**The data**:

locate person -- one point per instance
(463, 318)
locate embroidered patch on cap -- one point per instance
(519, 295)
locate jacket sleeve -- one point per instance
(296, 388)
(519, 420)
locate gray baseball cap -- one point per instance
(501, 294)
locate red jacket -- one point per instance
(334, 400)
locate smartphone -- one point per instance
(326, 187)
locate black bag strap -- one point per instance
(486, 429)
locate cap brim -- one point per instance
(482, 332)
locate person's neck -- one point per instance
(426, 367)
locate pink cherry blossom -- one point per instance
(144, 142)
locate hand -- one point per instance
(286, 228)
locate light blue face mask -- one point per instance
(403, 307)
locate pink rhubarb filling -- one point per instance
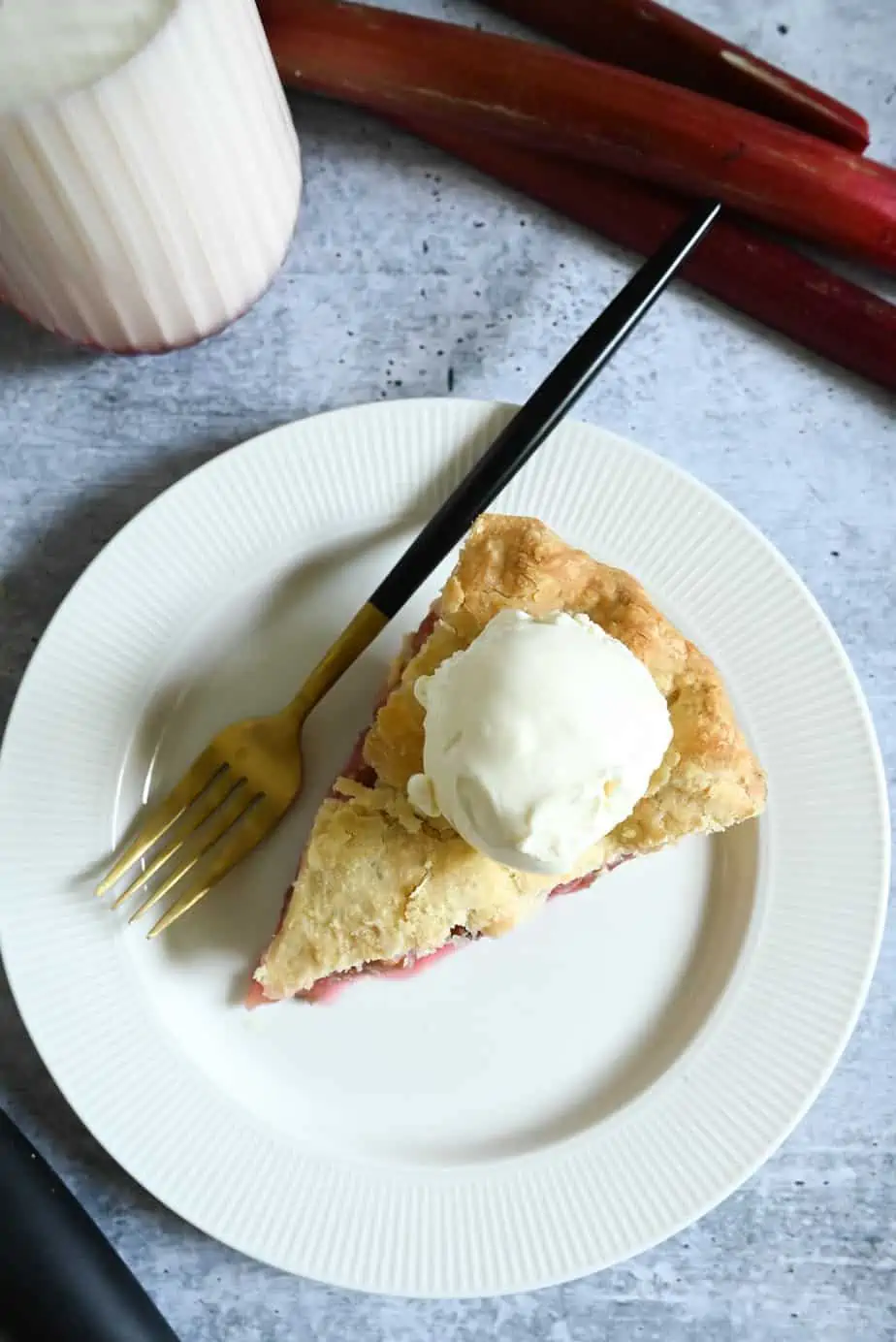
(359, 771)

**Assignment**:
The expected answer is the full listing above, transcribed exactly and without pictures.

**Response**:
locate person -- one point per instance
(463, 318)
locate embroidered patch on cap -- one point per instance
(519, 295)
locate jacket sleeve -- one point per instance
(296, 388)
(519, 420)
locate gray baseball cap -- one point per instance
(501, 294)
locate red jacket -- one point per instance
(334, 400)
locate smartphone -- one point per instance
(326, 187)
locate black bag strap -- one point per instance
(486, 429)
locate cap brim -- one point per instance
(482, 332)
locate person's neck -- one point per instance
(426, 367)
locate pink cherry blossom -- one point per instance
(144, 142)
locate hand -- one point per instance
(286, 228)
locate light blue face mask -- one point per instance
(403, 307)
locate pink rhubarb filling -- one point per instance
(359, 771)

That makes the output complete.